- Selected excerpt -
§ §

Jami



Jami is a drug addict. Everyone knows that. Maybe I can explain some of Why this happened to her but first I want to say, Her addiction does Not define her. She is still my amazing daughter, my rock in hard times,  a Beautiful Creature.
Yes, we have had some terrible times. But those were almost never with Jami herself. They were with her addiction. I can see the difference now. 
Jami IS  the one that no matter what is going on if I say, Help me! She is here.  Jeremy is that, too. But of my daughters, Jami is faithful. Jess does more and more to take care of me, too, but this is Jamison's spotlight. 
Jami's addiction effects every aspect of her life and everyone connected to her. But it is Not everything she is about  I believe Jami hates her addiction even more than the rest of us do and I would give anything to free her of it.

This is something that has bothered me for about 20 years, sometimes I feel I am close to understanding it and other times I am just totally lost.
For the last 10 years or so I have had this idea that if I just kept loving Jami, just kept showing her that the things she says and believes about me can't possibly be true, that one day she would wake up and see me, her mother. Back to that in a minute.

§ §

Can you continue the piece about Jami, picking up right after its final sentence?

§ §

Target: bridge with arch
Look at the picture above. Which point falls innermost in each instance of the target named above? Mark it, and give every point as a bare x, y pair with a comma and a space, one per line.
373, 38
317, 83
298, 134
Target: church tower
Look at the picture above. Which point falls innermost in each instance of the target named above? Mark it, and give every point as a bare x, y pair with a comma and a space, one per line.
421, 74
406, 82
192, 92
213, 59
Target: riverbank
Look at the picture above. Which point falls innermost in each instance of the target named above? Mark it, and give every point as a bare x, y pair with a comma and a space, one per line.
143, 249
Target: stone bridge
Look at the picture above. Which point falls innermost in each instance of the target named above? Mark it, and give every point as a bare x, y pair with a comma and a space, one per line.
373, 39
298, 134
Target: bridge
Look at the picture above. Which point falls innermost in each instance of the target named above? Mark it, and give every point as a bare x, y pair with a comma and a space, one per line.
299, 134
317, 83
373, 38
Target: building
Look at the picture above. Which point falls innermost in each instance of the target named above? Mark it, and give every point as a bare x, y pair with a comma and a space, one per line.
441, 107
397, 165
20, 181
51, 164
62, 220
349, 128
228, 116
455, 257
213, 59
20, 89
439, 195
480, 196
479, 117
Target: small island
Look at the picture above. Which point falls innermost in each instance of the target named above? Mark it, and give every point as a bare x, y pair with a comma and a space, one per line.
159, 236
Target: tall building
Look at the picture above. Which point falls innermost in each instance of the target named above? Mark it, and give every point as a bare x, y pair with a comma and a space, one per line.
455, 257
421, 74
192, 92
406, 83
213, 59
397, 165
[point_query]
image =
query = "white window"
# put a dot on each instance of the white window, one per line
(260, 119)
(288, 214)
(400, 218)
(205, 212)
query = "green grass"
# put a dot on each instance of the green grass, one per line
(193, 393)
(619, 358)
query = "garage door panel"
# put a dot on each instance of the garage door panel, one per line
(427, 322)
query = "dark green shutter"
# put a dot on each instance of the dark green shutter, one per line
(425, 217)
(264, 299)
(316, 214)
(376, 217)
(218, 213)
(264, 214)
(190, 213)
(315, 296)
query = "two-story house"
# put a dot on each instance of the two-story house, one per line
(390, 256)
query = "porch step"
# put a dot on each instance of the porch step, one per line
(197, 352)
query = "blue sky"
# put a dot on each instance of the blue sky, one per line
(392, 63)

§ §

- Response area -
I have found out that most of the stories she tells that blame me for her life are extremely common, some verbatim,  with other addicts. It's not even to explain/excuse to the world their addiction. It is usually mostly to explain it to themselves. With a world just waking up to know that addiction is a Disease, they needed a way to understand what had happened to them. They Know they aren't "bad" people but they have to find a way in their minds to explain their addiction. Until recently when addiction was declared a Disease,  many desperately needed an explanation. It is easier to tell people they were abused in some way, hurt, damaged, that nadectgrm turn to drugs to relieve the pain.
I would give a Lot to have understood that from the beginning!!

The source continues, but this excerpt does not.